§ **TASK GOAL**
Repeat exactly what appears from the opening line of the listing to the line with "Target: drawer pull handle", inclusive.

━━━

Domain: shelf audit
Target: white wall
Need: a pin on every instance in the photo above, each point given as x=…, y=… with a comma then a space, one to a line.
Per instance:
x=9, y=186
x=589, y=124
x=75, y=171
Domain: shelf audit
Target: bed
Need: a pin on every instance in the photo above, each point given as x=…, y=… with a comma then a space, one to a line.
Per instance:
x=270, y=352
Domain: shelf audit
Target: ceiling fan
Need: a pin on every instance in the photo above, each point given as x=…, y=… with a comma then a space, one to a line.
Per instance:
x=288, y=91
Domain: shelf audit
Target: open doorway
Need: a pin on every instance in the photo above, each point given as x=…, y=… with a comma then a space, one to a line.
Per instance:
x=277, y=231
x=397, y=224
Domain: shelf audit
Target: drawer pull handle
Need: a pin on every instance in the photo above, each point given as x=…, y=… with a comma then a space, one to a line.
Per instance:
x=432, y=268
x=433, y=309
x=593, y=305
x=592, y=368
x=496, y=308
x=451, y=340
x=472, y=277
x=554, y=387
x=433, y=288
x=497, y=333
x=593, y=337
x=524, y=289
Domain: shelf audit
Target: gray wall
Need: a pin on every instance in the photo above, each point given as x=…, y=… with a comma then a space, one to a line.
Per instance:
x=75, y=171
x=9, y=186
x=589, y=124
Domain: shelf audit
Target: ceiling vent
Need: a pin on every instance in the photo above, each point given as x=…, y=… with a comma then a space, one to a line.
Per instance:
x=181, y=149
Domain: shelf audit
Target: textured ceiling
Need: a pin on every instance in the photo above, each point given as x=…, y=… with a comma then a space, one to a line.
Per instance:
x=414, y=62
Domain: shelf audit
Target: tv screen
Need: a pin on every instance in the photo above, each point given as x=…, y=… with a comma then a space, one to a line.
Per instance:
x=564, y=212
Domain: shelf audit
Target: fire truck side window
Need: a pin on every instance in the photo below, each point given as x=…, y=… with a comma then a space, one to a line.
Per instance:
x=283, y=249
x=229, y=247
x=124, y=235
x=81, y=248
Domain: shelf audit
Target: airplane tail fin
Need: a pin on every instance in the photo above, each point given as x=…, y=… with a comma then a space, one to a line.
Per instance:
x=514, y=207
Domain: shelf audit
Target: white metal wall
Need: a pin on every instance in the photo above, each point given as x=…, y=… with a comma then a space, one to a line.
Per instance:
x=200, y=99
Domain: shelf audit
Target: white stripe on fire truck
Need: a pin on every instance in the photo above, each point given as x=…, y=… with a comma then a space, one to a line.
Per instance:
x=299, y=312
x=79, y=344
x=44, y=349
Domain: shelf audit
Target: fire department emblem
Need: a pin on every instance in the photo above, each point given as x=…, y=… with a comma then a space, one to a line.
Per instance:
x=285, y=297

━━━

§ **EXERCISE RESPONSE**
Domain: shelf audit
Target: white wall
Need: a pin on every instance in the photo above, each point given as x=…, y=… with a comma then a space, one to a line.
Per instance:
x=9, y=186
x=589, y=124
x=75, y=171
Domain: shelf audit
Target: bed
Need: a pin on every instance in the photo above, each point given as x=…, y=… with a comma then a space, one to a line.
Per instance:
x=270, y=352
Domain: shelf audit
Target: ceiling fan
Need: a pin on every instance in the photo above, each point given as x=…, y=… with a comma then a space, one to a line.
Per instance:
x=288, y=91
Domain: shelf audit
Target: open doorway
Need: a pin on every instance in the photo above, each point given as x=…, y=… with a comma then a space, one to a line.
Per instance:
x=277, y=231
x=397, y=224
Domain: shelf audit
Target: drawer pull handle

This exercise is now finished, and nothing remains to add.